(Dataset records)

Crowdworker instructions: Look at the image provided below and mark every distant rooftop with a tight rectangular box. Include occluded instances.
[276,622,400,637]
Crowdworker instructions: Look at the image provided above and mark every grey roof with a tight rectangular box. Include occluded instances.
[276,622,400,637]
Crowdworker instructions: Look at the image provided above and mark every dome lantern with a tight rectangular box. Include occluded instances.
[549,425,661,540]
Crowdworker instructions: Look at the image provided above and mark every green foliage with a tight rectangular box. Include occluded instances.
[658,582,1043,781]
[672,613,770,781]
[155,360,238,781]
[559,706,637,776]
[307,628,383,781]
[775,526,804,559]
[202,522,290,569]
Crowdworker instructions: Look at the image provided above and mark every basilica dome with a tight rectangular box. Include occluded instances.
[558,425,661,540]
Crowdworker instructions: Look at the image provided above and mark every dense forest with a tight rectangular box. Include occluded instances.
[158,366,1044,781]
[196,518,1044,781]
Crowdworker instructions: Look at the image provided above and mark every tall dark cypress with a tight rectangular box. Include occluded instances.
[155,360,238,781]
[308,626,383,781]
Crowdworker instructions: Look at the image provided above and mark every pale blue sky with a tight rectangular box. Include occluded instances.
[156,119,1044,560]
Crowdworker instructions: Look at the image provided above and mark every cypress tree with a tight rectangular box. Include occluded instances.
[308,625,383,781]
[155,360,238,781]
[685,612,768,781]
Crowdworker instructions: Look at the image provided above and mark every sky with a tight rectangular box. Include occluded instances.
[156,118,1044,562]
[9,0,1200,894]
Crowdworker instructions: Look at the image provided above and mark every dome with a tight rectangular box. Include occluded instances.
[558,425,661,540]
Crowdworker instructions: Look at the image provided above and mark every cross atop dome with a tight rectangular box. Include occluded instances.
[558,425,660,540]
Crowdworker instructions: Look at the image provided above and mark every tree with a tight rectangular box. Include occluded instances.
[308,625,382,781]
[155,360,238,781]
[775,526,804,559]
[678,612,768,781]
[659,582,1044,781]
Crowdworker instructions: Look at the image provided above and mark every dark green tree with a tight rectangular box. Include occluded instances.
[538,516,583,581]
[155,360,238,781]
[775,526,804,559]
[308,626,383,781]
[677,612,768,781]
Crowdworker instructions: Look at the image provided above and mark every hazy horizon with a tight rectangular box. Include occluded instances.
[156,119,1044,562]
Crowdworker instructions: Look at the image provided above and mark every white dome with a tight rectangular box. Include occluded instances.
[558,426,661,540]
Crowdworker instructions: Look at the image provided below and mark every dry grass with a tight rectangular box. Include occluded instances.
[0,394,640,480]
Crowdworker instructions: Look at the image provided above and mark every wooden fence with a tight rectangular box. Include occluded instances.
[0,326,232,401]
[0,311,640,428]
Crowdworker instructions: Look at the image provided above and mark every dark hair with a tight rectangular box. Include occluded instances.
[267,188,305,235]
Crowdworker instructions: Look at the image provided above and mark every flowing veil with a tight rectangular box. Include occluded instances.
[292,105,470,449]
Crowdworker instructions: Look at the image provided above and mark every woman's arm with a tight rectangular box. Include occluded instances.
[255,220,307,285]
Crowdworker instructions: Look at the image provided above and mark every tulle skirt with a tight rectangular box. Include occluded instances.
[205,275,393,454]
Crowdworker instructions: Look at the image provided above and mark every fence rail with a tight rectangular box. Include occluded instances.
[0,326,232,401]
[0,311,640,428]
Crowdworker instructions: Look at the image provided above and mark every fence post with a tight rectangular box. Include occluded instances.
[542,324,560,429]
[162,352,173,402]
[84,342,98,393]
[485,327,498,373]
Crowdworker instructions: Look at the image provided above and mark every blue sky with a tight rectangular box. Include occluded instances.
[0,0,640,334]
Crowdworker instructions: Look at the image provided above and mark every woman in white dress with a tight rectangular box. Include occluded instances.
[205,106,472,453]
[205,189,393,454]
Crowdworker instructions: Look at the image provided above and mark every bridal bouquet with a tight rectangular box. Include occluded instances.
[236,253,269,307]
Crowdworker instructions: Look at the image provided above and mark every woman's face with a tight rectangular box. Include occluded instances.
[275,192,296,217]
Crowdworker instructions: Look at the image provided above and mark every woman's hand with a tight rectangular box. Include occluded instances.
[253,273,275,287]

- [EXERCISE] Please turn every line of the listing above into a Markdown table with the columns Row and Listing line. Leave out blank lines.

- [EXERCISE RESULT]
| Row | Listing line |
|---|---|
| 1 | Crowdworker instructions: Look at the image provided below and mark every distant rooftop with a tight rectangular box. Include occluded instances. |
| 2 | [276,622,400,637] |
| 3 | Crowdworker instructions: Look at the image provided above and mark every grey roof with a tight rectangular box. Include occluded instances. |
| 4 | [276,622,400,637] |
| 5 | Crowdworker instructions: Look at the image provided above and mark every dome lantern with a tight rectangular box. Include occluded instances. |
| 6 | [549,425,661,540] |
| 7 | Crowdworker instructions: Look at the image provided above and mark every green foliage with a tight rectangular box. Include occluded instances. |
| 8 | [658,582,1043,781] |
| 9 | [672,613,770,781] |
| 10 | [155,360,238,781] |
| 11 | [559,706,637,776] |
| 12 | [307,628,383,781] |
| 13 | [775,526,804,559] |
| 14 | [202,522,290,569] |
| 15 | Crowdworker instructions: Look at the image provided above and mark every basilica dome with a tight rectangular box. Include occluded instances. |
| 16 | [558,425,661,540] |
| 17 | Crowdworker instructions: Look at the image provided above and mark every dense forest with a tight rectangular box. Include occluded instances. |
| 18 | [158,366,1044,781] |
| 19 | [196,518,1044,781] |
| 20 | Crowdworker instructions: Look at the image provided above and mark every tall dark cypress with a tight rectangular box. Include occluded instances. |
| 21 | [155,360,238,781] |
| 22 | [308,626,383,781] |
| 23 | Crowdworker instructions: Look at the image provided above and mark every pale blue sky with a tight rectangular box. Include occluded instances. |
| 24 | [156,119,1044,560] |
| 25 | Crowdworker instructions: Look at the image provided above and mark every cypress tree with a tight rectangular box. Include occluded instances. |
| 26 | [308,625,383,781] |
| 27 | [155,360,238,781] |
| 28 | [685,612,768,781] |
| 29 | Crowdworker instructions: Look at the image provided above and mark every sky with a tight rectangular box. Include occluded instances. |
| 30 | [156,118,1044,562] |
| 31 | [9,0,1200,894] |
| 32 | Crowdworker instructions: Look at the image provided above and mark every dome with a tight rectangular box. Include occluded instances. |
| 33 | [558,425,661,540] |
| 34 | Crowdworker instructions: Look at the image provided above and mark every cross atop dome with a tight rectangular box. Include occluded instances. |
| 35 | [558,425,660,540] |
| 36 | Crowdworker instructions: Look at the image provided above and mark every tree with a tight rectangular box. Include occluded instances. |
| 37 | [308,625,382,781] |
| 38 | [155,360,238,781] |
| 39 | [775,526,804,559] |
| 40 | [678,612,768,781] |
| 41 | [659,582,1044,781] |
| 42 | Crowdworker instructions: Look at the image provided above and mark every dark green tree with a tight rectangular box. Include occluded instances. |
| 43 | [538,516,583,581] |
| 44 | [155,360,238,781] |
| 45 | [775,526,804,559] |
| 46 | [308,626,383,781] |
| 47 | [677,612,768,781] |
| 48 | Crowdworker instructions: Look at the image provided above and mark every hazy horizon with a tight rectangular box. Include occluded instances. |
| 49 | [156,119,1044,562] |
| 50 | Crowdworker instructions: Look at the image provided above and mark every white dome with a tight rectangular box. Include occluded instances. |
| 51 | [558,426,661,540] |
| 52 | Crowdworker instructions: Look at the image provided below and mark every dry grass with a tight rectangular box. Include occluded instances. |
| 53 | [0,394,640,480] |
| 54 | Crowdworker instructions: Look at the image provided above and mark every wooden fence with a tight rectangular box. Include occluded instances. |
| 55 | [0,326,232,401] |
| 56 | [0,311,640,428] |
| 57 | Crowdworker instructions: Look at the image provided above and mark every dark hair with a tight rectangular box. Include occluded instances. |
| 58 | [267,188,305,235] |
| 59 | Crowdworker instructions: Look at the image provided above and mark every flowing veil with a tight rectangular box. Include occluded instances. |
| 60 | [292,105,470,449] |
| 61 | Crowdworker instructions: Look at the image provided above and mark every woman's arm with a tight rectangular box. Include occluded instances. |
| 62 | [255,220,307,285] |
| 63 | Crowdworker instructions: Look at the image provided above and mark every tulle skirt with a tight rectangular box. Include occluded instances. |
| 64 | [205,275,393,454] |
| 65 | Crowdworker instructions: Look at the image provided above and mark every fence rail with a tight rectangular box. Include occluded instances. |
| 66 | [0,326,232,401] |
| 67 | [0,311,640,428] |
| 68 | Crowdworker instructions: Look at the image provided above and mark every fence post with a tight rectangular box. Include occluded instances. |
| 69 | [542,324,560,429] |
| 70 | [162,352,173,402] |
| 71 | [84,342,98,393] |
| 72 | [485,327,498,373] |
| 73 | Crowdworker instructions: Look at the image provided above and mark every blue sky with a tight rectangular box. Include occluded instances. |
| 74 | [0,0,640,334] |
| 75 | Crowdworker instructions: Look at the image provided above and mark every woman in white dress with a tight rectangular box. Include occluded instances. |
| 76 | [205,106,472,453] |
| 77 | [205,189,393,454] |
| 78 | Crowdworker instructions: Look at the image provided above and mark every bridal bouquet with a tight rectangular box. Include occluded instances. |
| 79 | [236,253,269,307] |
| 80 | Crowdworker instructions: Look at the image provided above and mark every woman's face with a tight rectangular box. Include occluded instances. |
| 81 | [275,192,296,217] |
| 82 | Crowdworker instructions: Look at the image provided above and mark every woman's hand with a tight rectangular box. Include occluded instances. |
| 83 | [253,273,275,287] |